Brief
Select every line of the entries below that contains the string "grass", and copy those lines out. Case counts.

################

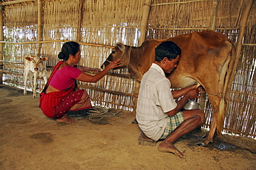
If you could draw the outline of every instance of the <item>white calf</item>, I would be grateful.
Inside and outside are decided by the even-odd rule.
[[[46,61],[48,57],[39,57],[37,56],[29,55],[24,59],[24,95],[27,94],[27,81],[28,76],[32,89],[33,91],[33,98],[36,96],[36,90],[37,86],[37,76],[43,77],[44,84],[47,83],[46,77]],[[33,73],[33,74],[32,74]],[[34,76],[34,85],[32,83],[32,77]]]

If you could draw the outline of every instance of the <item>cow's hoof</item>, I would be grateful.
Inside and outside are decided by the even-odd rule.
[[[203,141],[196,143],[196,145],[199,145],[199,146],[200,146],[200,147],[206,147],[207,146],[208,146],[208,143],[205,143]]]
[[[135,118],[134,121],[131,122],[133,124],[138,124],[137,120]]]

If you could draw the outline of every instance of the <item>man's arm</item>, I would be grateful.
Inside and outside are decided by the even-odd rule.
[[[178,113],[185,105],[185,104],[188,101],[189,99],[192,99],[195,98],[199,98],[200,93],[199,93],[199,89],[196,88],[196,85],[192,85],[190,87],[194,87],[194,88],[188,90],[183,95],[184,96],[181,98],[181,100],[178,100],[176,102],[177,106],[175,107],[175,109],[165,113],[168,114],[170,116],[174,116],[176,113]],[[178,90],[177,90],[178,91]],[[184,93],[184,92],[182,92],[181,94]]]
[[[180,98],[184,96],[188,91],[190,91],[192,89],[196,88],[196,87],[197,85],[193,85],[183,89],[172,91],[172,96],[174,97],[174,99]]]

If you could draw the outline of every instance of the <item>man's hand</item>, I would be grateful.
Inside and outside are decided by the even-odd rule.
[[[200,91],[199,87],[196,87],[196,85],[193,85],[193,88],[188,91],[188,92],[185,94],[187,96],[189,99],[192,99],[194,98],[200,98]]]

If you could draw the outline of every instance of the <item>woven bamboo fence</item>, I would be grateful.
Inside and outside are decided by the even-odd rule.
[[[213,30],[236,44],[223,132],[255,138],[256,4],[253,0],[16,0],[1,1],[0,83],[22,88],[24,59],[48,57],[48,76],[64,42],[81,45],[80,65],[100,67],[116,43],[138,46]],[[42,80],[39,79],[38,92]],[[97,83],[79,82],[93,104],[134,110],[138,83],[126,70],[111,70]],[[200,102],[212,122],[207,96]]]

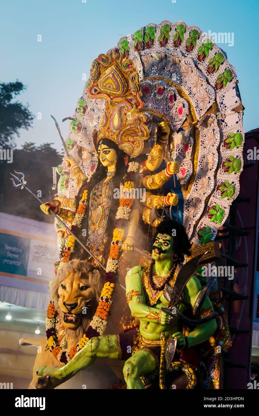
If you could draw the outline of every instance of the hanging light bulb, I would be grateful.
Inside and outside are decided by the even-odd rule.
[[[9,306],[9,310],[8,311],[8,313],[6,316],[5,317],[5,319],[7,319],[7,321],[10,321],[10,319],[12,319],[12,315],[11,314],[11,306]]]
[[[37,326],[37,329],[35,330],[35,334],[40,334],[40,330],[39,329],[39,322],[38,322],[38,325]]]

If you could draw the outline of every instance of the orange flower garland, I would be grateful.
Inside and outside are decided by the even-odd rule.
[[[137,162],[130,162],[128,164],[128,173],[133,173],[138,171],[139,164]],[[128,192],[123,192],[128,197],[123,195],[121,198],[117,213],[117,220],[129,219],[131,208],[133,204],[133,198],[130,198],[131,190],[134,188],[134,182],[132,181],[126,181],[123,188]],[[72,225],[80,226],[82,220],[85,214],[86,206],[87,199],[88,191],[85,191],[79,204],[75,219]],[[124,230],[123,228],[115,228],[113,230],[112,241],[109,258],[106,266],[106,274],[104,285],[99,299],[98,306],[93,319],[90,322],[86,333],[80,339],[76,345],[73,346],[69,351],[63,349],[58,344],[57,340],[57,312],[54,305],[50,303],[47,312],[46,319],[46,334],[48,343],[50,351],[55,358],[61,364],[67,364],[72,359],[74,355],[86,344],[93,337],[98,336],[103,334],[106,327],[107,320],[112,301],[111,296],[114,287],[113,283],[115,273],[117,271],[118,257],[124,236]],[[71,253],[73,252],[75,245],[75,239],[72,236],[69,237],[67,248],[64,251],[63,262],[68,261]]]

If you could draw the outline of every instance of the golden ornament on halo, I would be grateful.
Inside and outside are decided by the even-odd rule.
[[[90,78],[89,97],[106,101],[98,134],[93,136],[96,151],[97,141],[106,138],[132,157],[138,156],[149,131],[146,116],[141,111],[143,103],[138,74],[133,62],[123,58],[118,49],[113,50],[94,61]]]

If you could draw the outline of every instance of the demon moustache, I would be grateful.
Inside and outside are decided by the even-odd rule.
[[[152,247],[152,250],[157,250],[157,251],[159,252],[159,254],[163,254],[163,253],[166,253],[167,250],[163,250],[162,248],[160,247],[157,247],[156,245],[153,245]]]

################

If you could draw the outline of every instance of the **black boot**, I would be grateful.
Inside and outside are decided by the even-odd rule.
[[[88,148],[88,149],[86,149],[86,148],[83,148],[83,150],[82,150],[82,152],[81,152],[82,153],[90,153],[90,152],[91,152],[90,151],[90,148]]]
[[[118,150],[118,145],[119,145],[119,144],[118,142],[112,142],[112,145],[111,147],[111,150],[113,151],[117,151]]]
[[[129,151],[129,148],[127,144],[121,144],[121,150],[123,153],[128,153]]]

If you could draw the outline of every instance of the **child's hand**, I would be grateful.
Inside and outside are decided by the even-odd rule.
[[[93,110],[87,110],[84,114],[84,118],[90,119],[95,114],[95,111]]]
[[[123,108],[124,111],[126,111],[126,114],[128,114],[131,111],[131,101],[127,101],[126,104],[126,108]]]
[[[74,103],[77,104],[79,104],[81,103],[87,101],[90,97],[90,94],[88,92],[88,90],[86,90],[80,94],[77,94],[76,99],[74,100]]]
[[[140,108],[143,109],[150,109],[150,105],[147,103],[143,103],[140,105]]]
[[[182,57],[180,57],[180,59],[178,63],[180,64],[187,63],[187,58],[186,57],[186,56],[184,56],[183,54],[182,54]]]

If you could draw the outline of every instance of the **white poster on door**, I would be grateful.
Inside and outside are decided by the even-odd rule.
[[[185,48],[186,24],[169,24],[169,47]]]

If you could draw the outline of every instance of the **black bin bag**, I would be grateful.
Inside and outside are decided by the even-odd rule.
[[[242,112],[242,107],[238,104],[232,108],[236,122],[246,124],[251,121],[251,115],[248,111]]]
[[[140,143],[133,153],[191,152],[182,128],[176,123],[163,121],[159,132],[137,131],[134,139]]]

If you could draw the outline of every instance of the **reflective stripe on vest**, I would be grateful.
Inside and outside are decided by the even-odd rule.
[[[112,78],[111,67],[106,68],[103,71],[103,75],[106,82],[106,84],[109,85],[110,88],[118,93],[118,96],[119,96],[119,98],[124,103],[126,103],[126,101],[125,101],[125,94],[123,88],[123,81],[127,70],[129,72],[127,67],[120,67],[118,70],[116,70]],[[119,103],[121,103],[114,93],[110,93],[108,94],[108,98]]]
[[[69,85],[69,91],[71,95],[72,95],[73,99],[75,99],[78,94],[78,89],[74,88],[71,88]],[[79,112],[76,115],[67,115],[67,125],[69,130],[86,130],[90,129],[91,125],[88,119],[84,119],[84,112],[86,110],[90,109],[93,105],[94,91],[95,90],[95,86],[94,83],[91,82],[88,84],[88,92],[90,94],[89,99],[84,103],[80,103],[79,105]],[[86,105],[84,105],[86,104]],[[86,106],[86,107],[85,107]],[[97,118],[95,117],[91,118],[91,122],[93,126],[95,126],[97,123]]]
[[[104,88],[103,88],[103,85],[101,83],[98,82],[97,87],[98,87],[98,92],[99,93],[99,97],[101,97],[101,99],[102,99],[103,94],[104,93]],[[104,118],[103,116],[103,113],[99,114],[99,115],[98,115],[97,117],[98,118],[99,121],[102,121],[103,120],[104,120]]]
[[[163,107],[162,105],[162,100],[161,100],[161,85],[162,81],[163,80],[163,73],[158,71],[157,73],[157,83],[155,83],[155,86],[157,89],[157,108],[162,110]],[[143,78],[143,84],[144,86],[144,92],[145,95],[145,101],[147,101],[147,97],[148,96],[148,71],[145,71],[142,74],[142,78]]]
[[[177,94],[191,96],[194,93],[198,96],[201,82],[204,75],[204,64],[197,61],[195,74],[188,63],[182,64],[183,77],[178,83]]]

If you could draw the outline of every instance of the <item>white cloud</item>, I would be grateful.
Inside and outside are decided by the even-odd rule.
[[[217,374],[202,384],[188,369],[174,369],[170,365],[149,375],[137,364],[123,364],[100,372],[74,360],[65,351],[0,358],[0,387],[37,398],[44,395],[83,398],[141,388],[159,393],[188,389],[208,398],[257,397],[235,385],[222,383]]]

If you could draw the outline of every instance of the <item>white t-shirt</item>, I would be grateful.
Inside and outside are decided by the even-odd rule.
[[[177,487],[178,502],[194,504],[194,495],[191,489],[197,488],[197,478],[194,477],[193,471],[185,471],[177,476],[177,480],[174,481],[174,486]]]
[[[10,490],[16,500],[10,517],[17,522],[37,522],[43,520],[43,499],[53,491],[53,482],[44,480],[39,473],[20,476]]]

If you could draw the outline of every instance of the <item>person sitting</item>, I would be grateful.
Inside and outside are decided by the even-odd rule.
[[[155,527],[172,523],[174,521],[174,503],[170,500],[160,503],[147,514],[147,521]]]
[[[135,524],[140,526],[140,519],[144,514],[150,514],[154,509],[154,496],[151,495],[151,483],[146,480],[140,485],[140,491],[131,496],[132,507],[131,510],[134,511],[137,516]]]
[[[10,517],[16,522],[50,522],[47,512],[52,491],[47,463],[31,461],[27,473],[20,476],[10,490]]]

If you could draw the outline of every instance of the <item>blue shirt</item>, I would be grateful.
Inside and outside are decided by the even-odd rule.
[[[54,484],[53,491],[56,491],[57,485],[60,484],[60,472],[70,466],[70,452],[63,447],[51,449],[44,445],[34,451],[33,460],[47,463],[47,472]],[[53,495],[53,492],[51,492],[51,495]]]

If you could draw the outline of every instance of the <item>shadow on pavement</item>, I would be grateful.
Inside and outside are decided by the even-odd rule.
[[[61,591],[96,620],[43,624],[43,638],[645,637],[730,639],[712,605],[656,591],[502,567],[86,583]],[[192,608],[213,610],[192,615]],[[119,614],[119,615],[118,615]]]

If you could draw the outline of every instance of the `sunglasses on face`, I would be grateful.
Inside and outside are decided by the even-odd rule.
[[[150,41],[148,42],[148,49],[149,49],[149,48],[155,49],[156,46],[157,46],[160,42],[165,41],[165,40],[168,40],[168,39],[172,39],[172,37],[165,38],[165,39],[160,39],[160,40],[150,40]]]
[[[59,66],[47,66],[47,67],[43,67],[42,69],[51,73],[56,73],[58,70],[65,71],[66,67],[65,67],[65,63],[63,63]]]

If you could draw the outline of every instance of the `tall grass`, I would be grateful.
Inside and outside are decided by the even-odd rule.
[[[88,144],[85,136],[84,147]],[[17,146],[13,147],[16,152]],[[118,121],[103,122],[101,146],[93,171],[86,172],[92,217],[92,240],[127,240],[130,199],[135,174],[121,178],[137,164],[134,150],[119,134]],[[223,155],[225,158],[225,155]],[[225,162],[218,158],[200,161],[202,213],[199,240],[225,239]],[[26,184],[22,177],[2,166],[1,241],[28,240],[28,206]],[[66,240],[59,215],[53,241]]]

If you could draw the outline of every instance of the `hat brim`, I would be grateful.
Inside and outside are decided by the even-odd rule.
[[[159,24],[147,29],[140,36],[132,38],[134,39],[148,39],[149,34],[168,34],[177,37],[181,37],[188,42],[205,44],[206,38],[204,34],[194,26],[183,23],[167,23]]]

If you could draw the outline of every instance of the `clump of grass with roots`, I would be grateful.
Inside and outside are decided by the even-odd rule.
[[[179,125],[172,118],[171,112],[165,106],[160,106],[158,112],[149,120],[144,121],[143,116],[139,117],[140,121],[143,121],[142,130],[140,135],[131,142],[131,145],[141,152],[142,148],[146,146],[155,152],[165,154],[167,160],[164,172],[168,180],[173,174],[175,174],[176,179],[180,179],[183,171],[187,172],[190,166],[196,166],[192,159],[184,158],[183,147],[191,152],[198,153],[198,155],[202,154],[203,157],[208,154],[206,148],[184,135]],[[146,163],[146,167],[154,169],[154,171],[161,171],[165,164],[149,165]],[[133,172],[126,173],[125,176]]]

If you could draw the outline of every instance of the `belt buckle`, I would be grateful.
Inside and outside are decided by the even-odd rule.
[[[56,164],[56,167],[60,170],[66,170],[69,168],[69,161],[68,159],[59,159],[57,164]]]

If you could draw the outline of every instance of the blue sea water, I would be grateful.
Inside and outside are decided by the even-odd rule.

################

The result
If you could draw the outline of every instance of the `tall grass`, I would be grateful.
If you could draw the outline of every instance of the `clump of grass with roots`, I would be grateful.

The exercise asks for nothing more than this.